======== EXCERPTED TEXT

+1 for separate artifacts

I would request that we explicitly discuss and agree which dependencies we
vendor though.

Not everything listed in the JIRA subtasks is currently relocated.

Thomas


On Tue, Oct 23, 2018 at 8:04 AM David Morávek <[email protected]>
wrote:

> +1 This should improve build times a lot. It would be great if vendored
> deps could stay in the main repository.
>
> D.
>
> On Tue, Oct 23, 2018 at 12:21 PM Maximilian Michels <[email protected]>
> wrote:
>
>> Looks great, Kenn!
>>
>> > Max: what is the story behind having a separate flink-shaded repo? Did
>> that make it easier to manage in some way?
>>
>> Better separation of concerns, but I don't think releasing the shaded
>> artifacts from the main repo is a problem. I'd even prefer not to split
>> up the repo because it makes updates to the vendored dependencies
>> slightly easier.
>>
>> On 23.10.18 03:25, Kenneth Knowles wrote:
>> > OK, I've filed https://issues.apache.org/jira/browse/BEAM-5819 to
>> > collect sub-tasks. This has enough upsides throughout lots of areas of
>> > the project that even though it is not glamorous it seems pretty
>> > valuable to start on immediately. And I want to find out if there's a
>> > pitfall lurking.
>> >
>> > Max: what is the story behind having a separate flink-shaded repo? Did
>> > that make it easier to manage in some way?
>> >
>> > Kenn
>> >
>> > On Mon, Oct 22, 2018 at 2:55 AM Maximilian Michels <[email protected]
>> > <mailto:[email protected]>> wrote:
>> >
>> >     +1 for publishing vendored Jars independently. It will improve build
>> >     time and ease IntelliJ integration.
>> >
>> >     Flink also publishes shaded dependencies separately:
>> >
>> >     - https://github.com/apache/flink-shaded
>> >     - https://issues.apache.org/jira/browse/FLINK-6529
>> >
>> >     AFAIK their main motivation was to get rid of duplicate shaded
>> classes
>> >     on the classpath. We don't appear to have that problem because we
>> >     already have a separate "vendor" project.

================
======== EXERCISE INPUTS

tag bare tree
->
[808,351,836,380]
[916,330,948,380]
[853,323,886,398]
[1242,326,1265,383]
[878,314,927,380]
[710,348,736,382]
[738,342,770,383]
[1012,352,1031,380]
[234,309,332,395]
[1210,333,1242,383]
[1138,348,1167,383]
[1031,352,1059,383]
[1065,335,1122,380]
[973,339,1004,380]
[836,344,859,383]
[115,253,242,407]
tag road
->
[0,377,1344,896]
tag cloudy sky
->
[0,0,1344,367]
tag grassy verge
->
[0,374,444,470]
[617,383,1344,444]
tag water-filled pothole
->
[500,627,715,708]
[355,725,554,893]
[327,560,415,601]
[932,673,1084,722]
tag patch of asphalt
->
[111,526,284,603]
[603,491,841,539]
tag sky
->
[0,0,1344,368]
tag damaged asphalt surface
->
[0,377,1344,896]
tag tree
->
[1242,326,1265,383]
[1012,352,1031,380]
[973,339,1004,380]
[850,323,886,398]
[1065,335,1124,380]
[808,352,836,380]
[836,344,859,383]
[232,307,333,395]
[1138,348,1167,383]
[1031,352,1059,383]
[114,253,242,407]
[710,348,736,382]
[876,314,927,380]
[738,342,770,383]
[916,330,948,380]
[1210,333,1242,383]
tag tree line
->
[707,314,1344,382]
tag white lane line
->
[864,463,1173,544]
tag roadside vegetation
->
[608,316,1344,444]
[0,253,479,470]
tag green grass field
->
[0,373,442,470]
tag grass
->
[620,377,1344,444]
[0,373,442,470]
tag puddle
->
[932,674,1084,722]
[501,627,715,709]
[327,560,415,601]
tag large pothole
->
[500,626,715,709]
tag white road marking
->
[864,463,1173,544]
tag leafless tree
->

================

INSTRUCTION A:
Answer these from the thread on vendored dependencies:
(i) Which JIRA issue did Kenneth Knowles file to collect sub-tasks?
(ii) Which two benefits does Maximilian Michels expect from publishing vendored Jars independently?
(iii) What does Thomas request that the group explicitly discuss and agree on?
INSTRUCTION B: In the records, print everything from the line containing "tag water-filled pothole" down to the end of the records, both ends included.

COMPLETE ANSWER A:
(i) BEAM-5819
(ii) Improved build time and easier IntelliJ integration
(iii) Which dependencies they vendor

COMPLETE ANSWER B:
tag water-filled pothole
->
[500,627,715,708]
[355,725,554,893]
[327,560,415,601]
[932,673,1084,722]
tag patch of asphalt
->
[111,526,284,603]
[603,491,841,539]
tag sky
->
[0,0,1344,368]
tag damaged asphalt surface
->
[0,377,1344,896]
tag tree
->
[1242,326,1265,383]
[1012,352,1031,380]
[973,339,1004,380]
[850,323,886,398]
[1065,335,1124,380]
[808,352,836,380]
[836,344,859,383]
[232,307,333,395]
[1138,348,1167,383]
[1031,352,1059,383]
[114,253,242,407]
[710,348,736,382]
[876,314,927,380]
[738,342,770,383]
[916,330,948,380]
[1210,333,1242,383]
tag tree line
->
[707,314,1344,382]
tag white lane line
->
[864,463,1173,544]
tag roadside vegetation
->
[608,316,1344,444]
[0,253,479,470]
tag green grass field
->
[0,373,442,470]
tag grass
->
[620,377,1344,444]
[0,373,442,470]
tag puddle
->
[932,674,1084,722]
[501,627,715,709]
[327,560,415,601]
tag large pothole
->
[500,626,715,709]
tag white road marking
->
[864,463,1173,544]
tag leafless tree
->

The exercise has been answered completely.